# Task
Could you write out all the items below again, requests included, adding -145 to each coordinate in the answers and leaving the pictures out?

— begin Given data —

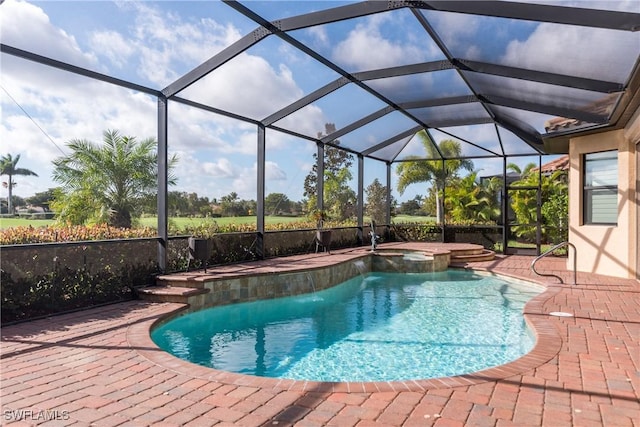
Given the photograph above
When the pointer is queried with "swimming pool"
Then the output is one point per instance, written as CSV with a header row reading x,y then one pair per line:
x,y
375,327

— end Given data —

# Response below
Given the photograph above
When the pointer is queried with "swimming pool"
Then the output is one point per instance, written as CSV with a header row reading x,y then one pair per line:
x,y
230,182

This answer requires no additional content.